The request: Can you retype the entries from their first line through the line containing "[404,359,748,600]", both ends included, with nothing changed?

* BEGIN Data shown *

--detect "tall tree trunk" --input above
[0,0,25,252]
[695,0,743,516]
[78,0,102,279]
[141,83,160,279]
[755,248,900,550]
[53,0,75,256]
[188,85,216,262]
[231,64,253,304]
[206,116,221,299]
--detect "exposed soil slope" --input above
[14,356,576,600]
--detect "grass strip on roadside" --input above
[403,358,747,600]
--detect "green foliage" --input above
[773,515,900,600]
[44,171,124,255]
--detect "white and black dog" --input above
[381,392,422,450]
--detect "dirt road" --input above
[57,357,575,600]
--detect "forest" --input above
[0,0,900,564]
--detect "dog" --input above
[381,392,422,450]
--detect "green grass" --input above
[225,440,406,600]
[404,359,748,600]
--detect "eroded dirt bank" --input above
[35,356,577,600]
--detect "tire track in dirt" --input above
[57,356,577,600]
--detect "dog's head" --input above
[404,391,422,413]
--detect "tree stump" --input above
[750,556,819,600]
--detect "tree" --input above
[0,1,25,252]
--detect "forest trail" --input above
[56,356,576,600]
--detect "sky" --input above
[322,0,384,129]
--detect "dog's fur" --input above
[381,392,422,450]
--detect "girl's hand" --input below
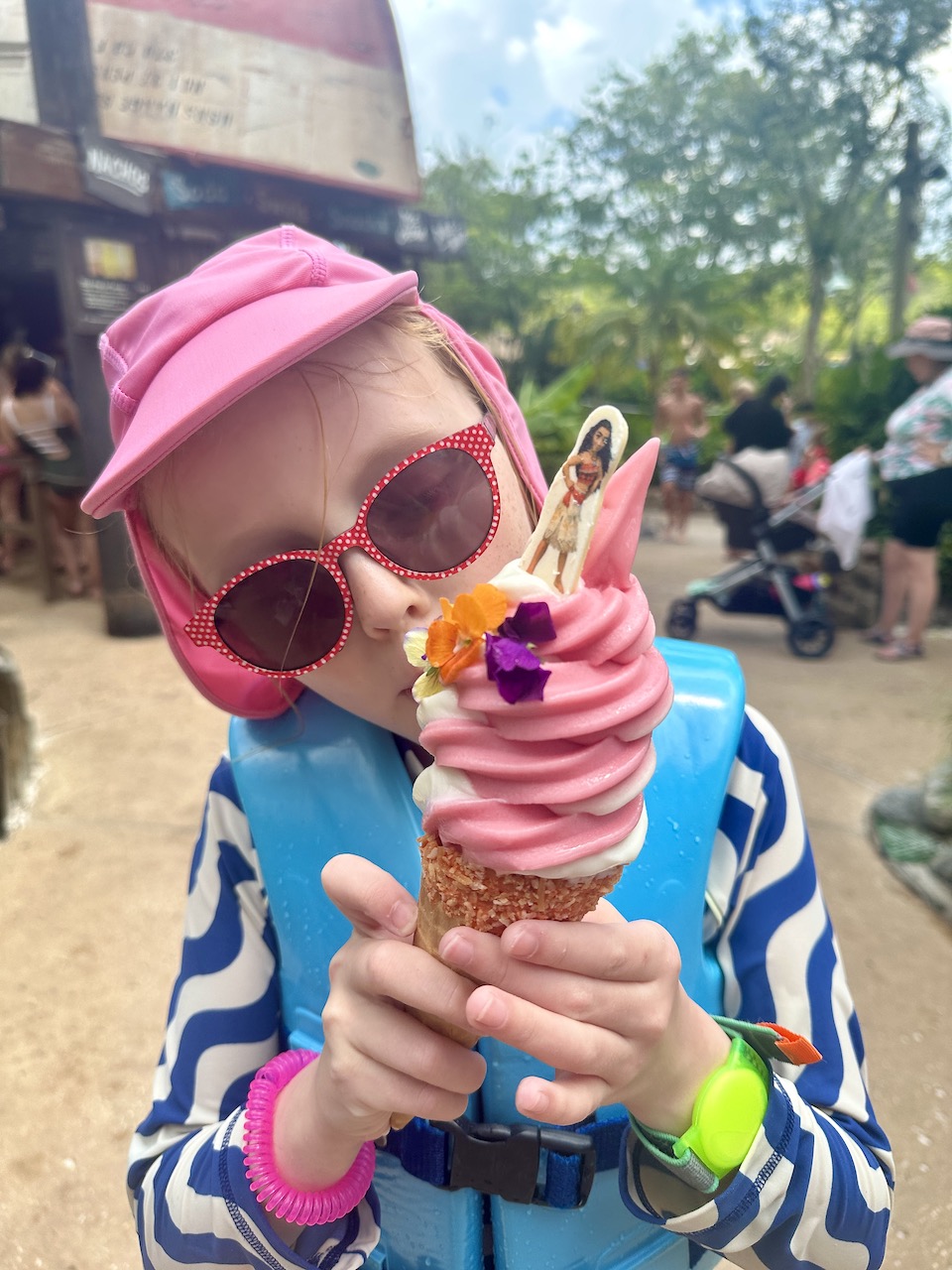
[439,901,730,1133]
[274,856,486,1189]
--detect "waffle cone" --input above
[414,833,622,1047]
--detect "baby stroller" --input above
[665,457,839,658]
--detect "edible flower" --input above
[486,635,552,706]
[404,583,554,704]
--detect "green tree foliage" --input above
[552,0,952,391]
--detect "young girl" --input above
[527,423,612,590]
[86,227,892,1270]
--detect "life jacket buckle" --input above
[430,1116,595,1207]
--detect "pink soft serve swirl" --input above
[420,442,671,872]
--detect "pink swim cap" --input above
[82,225,544,717]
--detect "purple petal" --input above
[499,599,556,644]
[486,635,552,704]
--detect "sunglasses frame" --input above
[182,412,500,680]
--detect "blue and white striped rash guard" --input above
[128,708,892,1270]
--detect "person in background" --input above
[863,317,952,662]
[652,367,708,543]
[0,349,99,597]
[76,226,892,1270]
[722,375,793,454]
[731,380,757,410]
[0,341,23,572]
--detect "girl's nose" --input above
[340,548,436,639]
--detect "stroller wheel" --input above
[663,599,697,639]
[787,615,837,657]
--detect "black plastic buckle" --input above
[430,1116,595,1207]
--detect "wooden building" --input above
[0,0,464,634]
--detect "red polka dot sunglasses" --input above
[185,414,499,679]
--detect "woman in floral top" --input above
[866,318,952,662]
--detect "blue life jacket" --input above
[230,640,744,1270]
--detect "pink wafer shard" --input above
[581,437,661,589]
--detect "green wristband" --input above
[630,1035,771,1195]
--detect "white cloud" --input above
[391,0,733,164]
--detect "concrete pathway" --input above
[0,517,952,1270]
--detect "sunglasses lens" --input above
[214,560,344,671]
[367,448,495,574]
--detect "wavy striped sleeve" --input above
[127,759,380,1270]
[622,708,892,1270]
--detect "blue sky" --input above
[391,0,734,167]
[391,0,952,168]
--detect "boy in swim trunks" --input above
[652,367,708,543]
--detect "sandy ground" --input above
[0,517,952,1270]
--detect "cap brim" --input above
[82,273,416,516]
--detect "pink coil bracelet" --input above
[244,1049,377,1225]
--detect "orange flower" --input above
[426,581,507,684]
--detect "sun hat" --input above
[82,225,544,717]
[886,317,952,362]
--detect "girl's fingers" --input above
[327,1001,486,1096]
[466,985,631,1076]
[325,936,473,1051]
[516,1072,611,1124]
[439,913,680,1008]
[321,856,416,940]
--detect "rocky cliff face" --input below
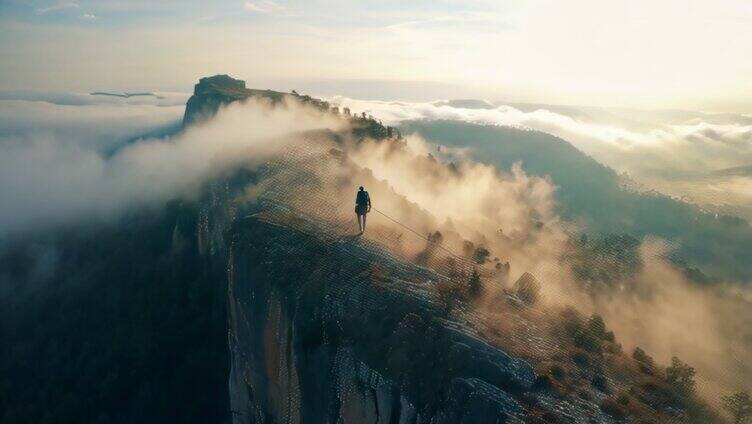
[222,216,535,423]
[183,75,292,126]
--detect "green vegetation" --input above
[402,121,752,280]
[666,356,696,398]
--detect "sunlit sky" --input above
[0,0,752,113]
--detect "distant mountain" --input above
[401,120,752,281]
[0,76,720,424]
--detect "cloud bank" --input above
[333,97,752,216]
[0,95,344,235]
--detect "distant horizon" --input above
[0,0,752,113]
[0,77,752,118]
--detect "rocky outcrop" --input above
[223,216,535,423]
[183,75,293,127]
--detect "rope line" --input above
[371,207,476,268]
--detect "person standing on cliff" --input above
[355,186,371,234]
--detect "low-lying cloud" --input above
[0,95,344,234]
[333,97,752,215]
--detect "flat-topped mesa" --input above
[183,74,401,140]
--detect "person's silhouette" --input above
[355,186,371,234]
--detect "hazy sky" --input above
[0,0,752,113]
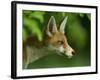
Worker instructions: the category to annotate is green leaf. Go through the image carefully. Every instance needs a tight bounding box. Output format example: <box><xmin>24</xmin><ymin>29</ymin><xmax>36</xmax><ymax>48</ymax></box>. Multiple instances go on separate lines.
<box><xmin>23</xmin><ymin>16</ymin><xmax>42</xmax><ymax>41</ymax></box>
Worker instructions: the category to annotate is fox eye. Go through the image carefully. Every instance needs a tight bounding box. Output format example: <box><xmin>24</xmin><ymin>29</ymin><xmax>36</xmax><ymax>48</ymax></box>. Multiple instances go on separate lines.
<box><xmin>58</xmin><ymin>41</ymin><xmax>64</xmax><ymax>45</ymax></box>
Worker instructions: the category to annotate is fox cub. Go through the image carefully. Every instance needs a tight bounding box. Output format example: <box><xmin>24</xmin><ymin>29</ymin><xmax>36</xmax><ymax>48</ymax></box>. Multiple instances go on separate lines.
<box><xmin>23</xmin><ymin>16</ymin><xmax>74</xmax><ymax>69</ymax></box>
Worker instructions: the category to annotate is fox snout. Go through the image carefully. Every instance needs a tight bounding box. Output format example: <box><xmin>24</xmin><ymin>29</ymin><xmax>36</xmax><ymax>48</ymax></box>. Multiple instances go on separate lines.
<box><xmin>46</xmin><ymin>16</ymin><xmax>75</xmax><ymax>58</ymax></box>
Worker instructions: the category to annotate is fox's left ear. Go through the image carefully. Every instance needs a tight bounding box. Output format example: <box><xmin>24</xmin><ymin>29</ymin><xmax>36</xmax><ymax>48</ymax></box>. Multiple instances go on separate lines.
<box><xmin>59</xmin><ymin>17</ymin><xmax>68</xmax><ymax>33</ymax></box>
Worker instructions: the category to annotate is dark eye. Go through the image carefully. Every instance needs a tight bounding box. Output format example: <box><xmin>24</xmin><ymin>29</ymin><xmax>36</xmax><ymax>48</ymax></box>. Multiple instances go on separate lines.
<box><xmin>58</xmin><ymin>41</ymin><xmax>64</xmax><ymax>45</ymax></box>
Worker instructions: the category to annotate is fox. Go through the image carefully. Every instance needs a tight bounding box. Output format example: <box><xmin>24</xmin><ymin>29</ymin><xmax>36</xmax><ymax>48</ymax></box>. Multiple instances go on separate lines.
<box><xmin>23</xmin><ymin>16</ymin><xmax>75</xmax><ymax>69</ymax></box>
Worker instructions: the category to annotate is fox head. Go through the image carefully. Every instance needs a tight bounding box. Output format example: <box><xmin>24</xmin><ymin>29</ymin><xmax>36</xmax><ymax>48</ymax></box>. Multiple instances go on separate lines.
<box><xmin>46</xmin><ymin>16</ymin><xmax>74</xmax><ymax>58</ymax></box>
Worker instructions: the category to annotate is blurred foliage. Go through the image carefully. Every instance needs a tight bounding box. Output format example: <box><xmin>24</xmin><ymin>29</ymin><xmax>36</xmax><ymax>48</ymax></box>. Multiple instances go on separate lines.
<box><xmin>22</xmin><ymin>10</ymin><xmax>91</xmax><ymax>68</ymax></box>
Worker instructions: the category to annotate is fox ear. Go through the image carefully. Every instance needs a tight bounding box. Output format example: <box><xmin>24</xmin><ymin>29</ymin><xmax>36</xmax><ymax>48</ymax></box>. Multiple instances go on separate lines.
<box><xmin>46</xmin><ymin>16</ymin><xmax>57</xmax><ymax>37</ymax></box>
<box><xmin>60</xmin><ymin>17</ymin><xmax>68</xmax><ymax>33</ymax></box>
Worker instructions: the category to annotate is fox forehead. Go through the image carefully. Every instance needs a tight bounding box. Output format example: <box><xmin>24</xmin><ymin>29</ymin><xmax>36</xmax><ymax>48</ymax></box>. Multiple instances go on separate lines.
<box><xmin>49</xmin><ymin>32</ymin><xmax>67</xmax><ymax>44</ymax></box>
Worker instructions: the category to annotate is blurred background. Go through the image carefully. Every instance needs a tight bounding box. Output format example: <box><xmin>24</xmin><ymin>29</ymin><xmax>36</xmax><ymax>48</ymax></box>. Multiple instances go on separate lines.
<box><xmin>22</xmin><ymin>10</ymin><xmax>91</xmax><ymax>69</ymax></box>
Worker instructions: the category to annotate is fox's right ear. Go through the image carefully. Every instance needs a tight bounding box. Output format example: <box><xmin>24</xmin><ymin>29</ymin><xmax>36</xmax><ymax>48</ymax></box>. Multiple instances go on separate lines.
<box><xmin>46</xmin><ymin>16</ymin><xmax>57</xmax><ymax>37</ymax></box>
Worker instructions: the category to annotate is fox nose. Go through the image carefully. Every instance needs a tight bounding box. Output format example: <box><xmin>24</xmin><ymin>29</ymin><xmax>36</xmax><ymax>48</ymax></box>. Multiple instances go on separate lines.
<box><xmin>72</xmin><ymin>51</ymin><xmax>75</xmax><ymax>55</ymax></box>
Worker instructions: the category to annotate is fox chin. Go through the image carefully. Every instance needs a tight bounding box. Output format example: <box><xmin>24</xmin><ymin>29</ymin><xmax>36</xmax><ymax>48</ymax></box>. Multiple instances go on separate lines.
<box><xmin>23</xmin><ymin>16</ymin><xmax>75</xmax><ymax>69</ymax></box>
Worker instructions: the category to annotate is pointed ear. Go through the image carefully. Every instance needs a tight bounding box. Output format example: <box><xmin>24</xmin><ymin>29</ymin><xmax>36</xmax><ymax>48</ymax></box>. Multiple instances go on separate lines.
<box><xmin>46</xmin><ymin>16</ymin><xmax>57</xmax><ymax>37</ymax></box>
<box><xmin>59</xmin><ymin>17</ymin><xmax>68</xmax><ymax>33</ymax></box>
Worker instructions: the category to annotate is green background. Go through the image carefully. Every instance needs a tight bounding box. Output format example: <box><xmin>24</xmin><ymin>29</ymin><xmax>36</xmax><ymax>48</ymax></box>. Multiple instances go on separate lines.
<box><xmin>22</xmin><ymin>10</ymin><xmax>91</xmax><ymax>69</ymax></box>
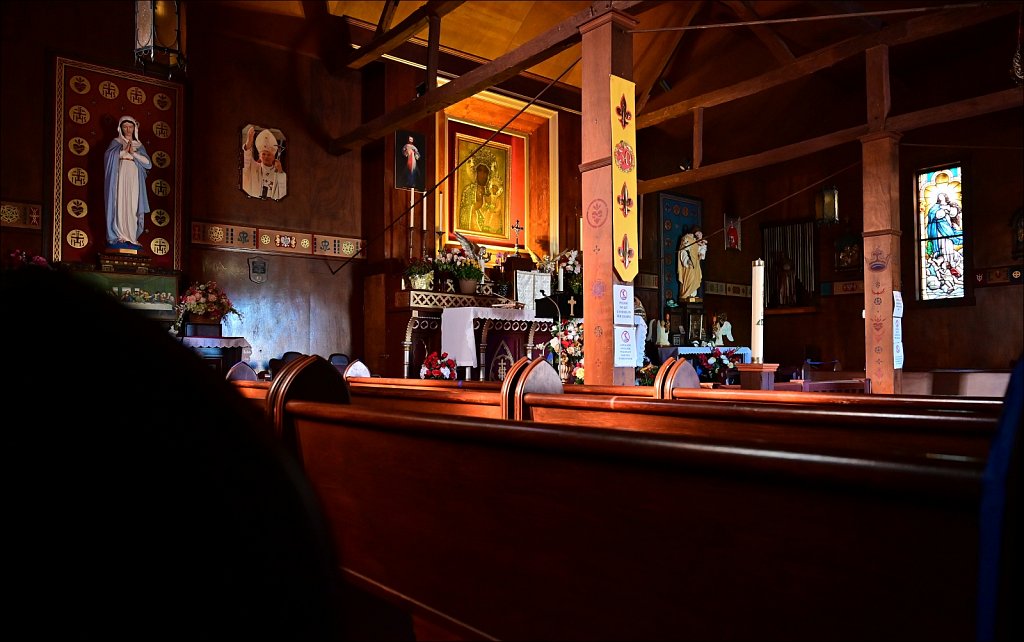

* END Data shown *

The completed task:
--detect "tall tree trunk" --input above
[0,0,25,252]
[695,0,743,516]
[78,0,102,279]
[141,83,160,279]
[755,248,900,550]
[53,0,75,256]
[188,85,216,262]
[231,64,253,304]
[206,116,221,299]
--detect "exposed soil slope" --input above
[14,356,576,600]
--detect "grass strip on roadside" --input above
[403,358,747,600]
--detect "green foliage" --input above
[773,515,900,600]
[44,171,124,255]
--detect "white and black dog" --input above
[381,392,422,450]
--detect "dirt road" --input above
[57,357,575,600]
--detect "forest" --input above
[0,0,900,564]
--detect "dog" --input above
[381,392,422,450]
--detect "green grass" --input above
[225,440,406,600]
[404,359,748,600]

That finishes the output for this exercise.